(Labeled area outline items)
>> START

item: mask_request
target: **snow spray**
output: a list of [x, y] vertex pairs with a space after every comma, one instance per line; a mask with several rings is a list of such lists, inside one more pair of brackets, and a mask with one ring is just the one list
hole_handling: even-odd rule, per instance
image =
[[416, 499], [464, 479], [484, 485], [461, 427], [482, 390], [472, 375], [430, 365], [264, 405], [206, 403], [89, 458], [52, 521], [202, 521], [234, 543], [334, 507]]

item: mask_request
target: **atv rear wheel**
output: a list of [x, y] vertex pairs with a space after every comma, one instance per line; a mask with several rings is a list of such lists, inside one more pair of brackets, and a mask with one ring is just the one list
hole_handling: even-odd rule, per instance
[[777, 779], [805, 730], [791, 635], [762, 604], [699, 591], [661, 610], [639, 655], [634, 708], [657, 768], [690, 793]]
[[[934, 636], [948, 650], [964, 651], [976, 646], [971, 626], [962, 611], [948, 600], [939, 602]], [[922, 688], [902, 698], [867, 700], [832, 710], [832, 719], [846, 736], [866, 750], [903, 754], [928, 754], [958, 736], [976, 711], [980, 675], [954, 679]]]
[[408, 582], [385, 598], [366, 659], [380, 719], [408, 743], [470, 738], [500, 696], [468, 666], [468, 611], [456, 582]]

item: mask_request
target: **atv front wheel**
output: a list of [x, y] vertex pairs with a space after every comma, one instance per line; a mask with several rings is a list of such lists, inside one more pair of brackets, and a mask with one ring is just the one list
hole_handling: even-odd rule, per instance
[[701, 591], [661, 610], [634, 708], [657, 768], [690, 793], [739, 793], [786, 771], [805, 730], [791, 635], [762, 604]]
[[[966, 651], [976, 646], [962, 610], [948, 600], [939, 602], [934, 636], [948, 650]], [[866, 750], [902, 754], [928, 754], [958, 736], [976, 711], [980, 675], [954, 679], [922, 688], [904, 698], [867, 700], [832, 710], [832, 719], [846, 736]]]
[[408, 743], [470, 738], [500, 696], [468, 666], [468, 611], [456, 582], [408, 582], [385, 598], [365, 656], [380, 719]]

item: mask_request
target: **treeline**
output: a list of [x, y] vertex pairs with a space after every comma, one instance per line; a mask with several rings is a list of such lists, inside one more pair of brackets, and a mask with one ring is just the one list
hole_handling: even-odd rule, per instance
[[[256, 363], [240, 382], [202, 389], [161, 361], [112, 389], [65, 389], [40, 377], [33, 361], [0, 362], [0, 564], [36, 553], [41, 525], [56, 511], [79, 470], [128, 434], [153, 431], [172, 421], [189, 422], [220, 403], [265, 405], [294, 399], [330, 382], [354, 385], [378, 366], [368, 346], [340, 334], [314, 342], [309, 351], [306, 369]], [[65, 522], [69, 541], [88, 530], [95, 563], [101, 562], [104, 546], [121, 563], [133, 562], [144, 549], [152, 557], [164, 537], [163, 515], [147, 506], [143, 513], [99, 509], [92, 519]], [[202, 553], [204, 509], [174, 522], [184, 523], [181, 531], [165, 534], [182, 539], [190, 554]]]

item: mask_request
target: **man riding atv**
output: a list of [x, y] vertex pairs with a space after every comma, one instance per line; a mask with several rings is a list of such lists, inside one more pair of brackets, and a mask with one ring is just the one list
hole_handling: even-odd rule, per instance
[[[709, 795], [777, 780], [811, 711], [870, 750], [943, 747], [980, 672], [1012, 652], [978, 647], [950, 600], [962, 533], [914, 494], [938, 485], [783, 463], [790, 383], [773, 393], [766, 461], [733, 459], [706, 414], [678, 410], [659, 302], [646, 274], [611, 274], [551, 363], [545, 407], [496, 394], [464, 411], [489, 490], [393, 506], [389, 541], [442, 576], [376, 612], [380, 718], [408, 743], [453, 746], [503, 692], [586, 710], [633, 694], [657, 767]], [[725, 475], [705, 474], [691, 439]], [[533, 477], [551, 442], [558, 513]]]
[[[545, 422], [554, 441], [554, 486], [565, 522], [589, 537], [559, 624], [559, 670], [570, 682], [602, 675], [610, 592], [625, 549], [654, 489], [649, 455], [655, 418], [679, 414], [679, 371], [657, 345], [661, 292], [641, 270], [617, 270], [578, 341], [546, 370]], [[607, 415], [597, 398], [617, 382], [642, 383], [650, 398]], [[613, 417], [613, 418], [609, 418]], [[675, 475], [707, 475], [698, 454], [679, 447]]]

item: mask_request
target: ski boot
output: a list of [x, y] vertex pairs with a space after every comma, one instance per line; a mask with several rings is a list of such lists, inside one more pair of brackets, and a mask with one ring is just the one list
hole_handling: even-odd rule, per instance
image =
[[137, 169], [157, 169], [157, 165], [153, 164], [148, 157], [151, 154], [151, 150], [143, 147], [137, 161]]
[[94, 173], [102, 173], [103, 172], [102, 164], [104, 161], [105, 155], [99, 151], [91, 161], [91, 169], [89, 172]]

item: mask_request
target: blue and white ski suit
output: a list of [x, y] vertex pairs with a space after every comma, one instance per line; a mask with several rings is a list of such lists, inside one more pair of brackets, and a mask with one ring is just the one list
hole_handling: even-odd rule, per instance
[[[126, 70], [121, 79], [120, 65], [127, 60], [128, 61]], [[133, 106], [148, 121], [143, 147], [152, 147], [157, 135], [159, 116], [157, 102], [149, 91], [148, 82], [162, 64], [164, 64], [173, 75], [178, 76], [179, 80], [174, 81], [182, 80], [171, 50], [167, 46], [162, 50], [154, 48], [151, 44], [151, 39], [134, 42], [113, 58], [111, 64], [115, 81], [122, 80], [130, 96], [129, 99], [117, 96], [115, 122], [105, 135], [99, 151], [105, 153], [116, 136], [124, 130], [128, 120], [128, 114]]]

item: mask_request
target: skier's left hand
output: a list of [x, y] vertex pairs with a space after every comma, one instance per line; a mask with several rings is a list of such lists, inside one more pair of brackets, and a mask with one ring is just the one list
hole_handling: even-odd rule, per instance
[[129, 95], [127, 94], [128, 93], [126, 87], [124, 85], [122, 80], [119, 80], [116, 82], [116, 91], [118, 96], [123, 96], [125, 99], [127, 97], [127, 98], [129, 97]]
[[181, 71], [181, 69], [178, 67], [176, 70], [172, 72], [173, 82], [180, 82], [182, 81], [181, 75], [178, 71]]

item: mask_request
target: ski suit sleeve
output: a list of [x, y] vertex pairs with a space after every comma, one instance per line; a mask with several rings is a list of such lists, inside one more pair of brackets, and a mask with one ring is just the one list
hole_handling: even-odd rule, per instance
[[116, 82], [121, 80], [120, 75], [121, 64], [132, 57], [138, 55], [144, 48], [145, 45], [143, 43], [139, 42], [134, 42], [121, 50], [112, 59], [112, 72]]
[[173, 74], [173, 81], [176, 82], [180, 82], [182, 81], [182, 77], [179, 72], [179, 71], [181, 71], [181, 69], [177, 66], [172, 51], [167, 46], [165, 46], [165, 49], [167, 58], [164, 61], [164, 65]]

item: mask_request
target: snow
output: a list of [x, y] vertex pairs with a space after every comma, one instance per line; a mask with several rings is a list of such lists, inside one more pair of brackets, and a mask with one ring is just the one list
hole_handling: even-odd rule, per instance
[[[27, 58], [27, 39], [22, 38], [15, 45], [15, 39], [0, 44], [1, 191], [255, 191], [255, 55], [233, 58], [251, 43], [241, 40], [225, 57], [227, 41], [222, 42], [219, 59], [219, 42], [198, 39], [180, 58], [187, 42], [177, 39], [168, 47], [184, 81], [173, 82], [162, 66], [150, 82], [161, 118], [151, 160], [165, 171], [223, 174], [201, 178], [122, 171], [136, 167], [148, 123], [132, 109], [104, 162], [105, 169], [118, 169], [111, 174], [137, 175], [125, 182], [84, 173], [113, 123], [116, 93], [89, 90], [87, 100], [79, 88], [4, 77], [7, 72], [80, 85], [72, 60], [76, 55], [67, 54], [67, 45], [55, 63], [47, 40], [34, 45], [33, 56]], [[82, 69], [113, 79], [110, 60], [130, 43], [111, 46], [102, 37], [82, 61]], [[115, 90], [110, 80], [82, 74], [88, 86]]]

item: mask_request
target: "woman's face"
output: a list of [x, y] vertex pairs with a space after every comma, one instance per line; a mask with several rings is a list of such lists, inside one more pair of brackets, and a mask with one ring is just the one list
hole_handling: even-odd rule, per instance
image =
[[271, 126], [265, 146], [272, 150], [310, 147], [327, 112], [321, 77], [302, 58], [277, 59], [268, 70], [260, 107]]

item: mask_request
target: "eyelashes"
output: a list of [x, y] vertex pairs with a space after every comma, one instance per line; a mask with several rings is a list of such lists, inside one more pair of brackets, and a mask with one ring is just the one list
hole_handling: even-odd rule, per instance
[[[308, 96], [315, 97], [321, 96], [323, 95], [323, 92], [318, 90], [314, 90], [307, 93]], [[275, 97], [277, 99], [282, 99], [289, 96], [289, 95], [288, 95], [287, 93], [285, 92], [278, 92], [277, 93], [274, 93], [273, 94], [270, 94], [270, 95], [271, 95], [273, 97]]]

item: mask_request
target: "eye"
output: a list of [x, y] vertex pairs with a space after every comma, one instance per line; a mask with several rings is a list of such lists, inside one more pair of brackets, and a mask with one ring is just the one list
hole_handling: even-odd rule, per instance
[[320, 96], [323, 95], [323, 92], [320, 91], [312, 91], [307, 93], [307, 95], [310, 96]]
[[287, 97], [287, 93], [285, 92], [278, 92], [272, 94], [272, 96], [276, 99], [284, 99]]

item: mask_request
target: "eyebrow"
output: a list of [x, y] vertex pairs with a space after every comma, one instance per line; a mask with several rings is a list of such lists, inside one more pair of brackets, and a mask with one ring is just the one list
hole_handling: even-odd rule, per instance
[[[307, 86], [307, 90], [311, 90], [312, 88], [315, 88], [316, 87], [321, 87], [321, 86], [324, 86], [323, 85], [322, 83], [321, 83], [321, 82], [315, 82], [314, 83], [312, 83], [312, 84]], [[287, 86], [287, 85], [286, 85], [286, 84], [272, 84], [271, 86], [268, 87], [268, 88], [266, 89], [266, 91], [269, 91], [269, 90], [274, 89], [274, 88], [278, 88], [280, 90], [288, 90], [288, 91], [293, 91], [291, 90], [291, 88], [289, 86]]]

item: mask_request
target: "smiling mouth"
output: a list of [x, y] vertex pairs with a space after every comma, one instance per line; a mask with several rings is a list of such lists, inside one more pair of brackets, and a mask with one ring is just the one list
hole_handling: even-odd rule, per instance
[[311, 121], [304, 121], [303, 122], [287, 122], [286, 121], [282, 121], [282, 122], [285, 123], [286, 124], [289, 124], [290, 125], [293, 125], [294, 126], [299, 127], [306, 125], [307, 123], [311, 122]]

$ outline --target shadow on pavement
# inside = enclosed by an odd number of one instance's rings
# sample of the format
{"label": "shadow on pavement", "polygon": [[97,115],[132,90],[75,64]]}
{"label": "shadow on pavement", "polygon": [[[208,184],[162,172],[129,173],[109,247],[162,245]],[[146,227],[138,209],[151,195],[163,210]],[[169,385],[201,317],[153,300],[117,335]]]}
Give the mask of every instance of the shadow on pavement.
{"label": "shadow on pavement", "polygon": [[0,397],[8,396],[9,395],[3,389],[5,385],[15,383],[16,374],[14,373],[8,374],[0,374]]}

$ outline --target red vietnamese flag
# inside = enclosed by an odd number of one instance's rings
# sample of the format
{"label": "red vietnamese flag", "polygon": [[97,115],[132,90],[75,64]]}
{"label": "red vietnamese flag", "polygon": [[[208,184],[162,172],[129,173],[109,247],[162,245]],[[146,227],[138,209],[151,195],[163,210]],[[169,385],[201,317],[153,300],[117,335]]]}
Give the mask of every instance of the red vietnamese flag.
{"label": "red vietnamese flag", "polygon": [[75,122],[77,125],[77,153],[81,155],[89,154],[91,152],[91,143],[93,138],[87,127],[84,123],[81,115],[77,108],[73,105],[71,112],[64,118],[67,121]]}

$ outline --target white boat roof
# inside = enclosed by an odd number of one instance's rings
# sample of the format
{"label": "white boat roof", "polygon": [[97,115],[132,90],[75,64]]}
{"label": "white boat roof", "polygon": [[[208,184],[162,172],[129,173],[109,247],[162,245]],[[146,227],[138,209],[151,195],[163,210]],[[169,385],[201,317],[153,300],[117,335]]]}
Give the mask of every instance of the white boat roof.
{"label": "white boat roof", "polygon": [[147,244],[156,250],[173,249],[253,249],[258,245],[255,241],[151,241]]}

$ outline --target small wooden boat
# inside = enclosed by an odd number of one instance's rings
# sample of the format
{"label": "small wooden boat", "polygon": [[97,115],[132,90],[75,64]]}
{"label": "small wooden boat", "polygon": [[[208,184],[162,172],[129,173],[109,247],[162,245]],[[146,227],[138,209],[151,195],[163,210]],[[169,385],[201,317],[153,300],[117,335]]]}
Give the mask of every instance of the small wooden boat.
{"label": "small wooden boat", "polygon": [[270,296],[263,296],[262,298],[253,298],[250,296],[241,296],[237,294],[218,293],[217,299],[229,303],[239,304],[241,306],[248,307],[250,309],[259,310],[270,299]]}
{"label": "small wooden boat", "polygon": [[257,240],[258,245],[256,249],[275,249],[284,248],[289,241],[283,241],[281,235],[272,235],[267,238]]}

>> END

To be done: Repeat exactly, and only, the lines from the line with "--target white boat roof" through the end of the listing above, both ends included.

Answer for this exercise:
$ outline --target white boat roof
# inside = enclosed by an odd number of one instance's rings
# sample of the format
{"label": "white boat roof", "polygon": [[97,115],[132,90],[75,64]]}
{"label": "white boat roof", "polygon": [[[208,184],[162,172],[129,173],[109,247],[162,245]],[[146,227],[138,209],[151,195],[163,210]],[[169,385],[201,317],[153,300],[117,335]]]}
Give the mask of every instance of the white boat roof.
{"label": "white boat roof", "polygon": [[147,244],[156,250],[173,249],[253,249],[258,245],[255,241],[151,241]]}

$ outline --target small wooden boat
# inside = enclosed by an odd number of one instance's rings
# sample of the format
{"label": "small wooden boat", "polygon": [[97,115],[132,90],[75,64]]}
{"label": "small wooden boat", "polygon": [[[208,184],[162,172],[129,173],[109,247],[162,245]],[[146,227],[138,209],[151,195],[163,210]],[[169,385],[201,317],[153,300],[117,335]]]}
Give the mask of every instance of the small wooden boat.
{"label": "small wooden boat", "polygon": [[270,296],[263,296],[262,298],[253,298],[250,296],[241,296],[237,294],[218,293],[217,299],[229,303],[239,304],[241,306],[248,307],[250,309],[259,310],[270,299]]}
{"label": "small wooden boat", "polygon": [[257,240],[258,245],[256,249],[275,249],[284,248],[289,241],[283,241],[281,235],[272,235],[267,238]]}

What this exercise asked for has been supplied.